--- Your assignment ---
From the records that follow, copy every line that contains the word "blue".

BEGIN Data for this exercise

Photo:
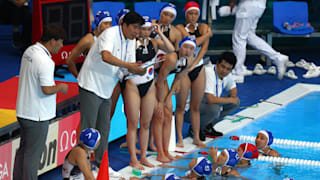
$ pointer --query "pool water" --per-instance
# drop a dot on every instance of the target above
(298, 120)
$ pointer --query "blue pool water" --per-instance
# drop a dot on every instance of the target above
(297, 121)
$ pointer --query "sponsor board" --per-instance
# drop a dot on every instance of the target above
(68, 128)
(5, 162)
(49, 156)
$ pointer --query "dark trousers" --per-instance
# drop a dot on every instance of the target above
(95, 112)
(32, 142)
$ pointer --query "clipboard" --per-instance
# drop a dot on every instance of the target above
(144, 66)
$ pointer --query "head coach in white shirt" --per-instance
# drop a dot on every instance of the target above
(36, 101)
(214, 105)
(111, 53)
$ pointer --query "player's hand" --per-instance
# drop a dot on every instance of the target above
(63, 88)
(136, 69)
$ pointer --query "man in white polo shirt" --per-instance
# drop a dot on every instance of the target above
(214, 106)
(36, 101)
(248, 14)
(112, 53)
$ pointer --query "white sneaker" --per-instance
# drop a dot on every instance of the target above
(272, 70)
(246, 71)
(312, 66)
(290, 64)
(258, 69)
(114, 174)
(290, 74)
(312, 73)
(282, 65)
(301, 64)
(238, 78)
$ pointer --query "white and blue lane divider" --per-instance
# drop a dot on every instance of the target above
(284, 160)
(284, 141)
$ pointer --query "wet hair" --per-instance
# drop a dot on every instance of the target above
(52, 31)
(133, 18)
(229, 57)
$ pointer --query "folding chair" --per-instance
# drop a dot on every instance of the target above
(149, 8)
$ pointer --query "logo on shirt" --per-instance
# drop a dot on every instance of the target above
(150, 71)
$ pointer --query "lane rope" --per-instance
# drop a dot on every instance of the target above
(288, 160)
(284, 141)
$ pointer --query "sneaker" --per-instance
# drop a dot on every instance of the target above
(290, 74)
(312, 73)
(114, 174)
(238, 78)
(301, 64)
(190, 131)
(258, 69)
(210, 131)
(282, 65)
(290, 64)
(272, 70)
(246, 71)
(202, 136)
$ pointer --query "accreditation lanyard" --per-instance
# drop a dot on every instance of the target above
(217, 82)
(45, 50)
(125, 54)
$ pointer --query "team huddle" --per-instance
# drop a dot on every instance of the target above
(134, 59)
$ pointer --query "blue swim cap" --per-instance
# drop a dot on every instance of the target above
(121, 14)
(171, 176)
(203, 167)
(147, 21)
(89, 137)
(102, 16)
(188, 40)
(169, 8)
(269, 135)
(233, 157)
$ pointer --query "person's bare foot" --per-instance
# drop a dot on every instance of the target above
(152, 147)
(163, 159)
(172, 158)
(136, 165)
(124, 145)
(145, 162)
(180, 144)
(138, 151)
(199, 143)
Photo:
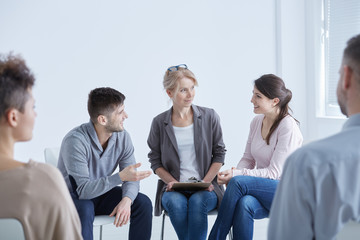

END Data for this exercise

--- Response for this exercise ---
$ pointer --query "blue pool water" --per-instance
$ pointer --query "white and blue lane divider" --per-instance
$ pointer --query "blue swim cap" --per-instance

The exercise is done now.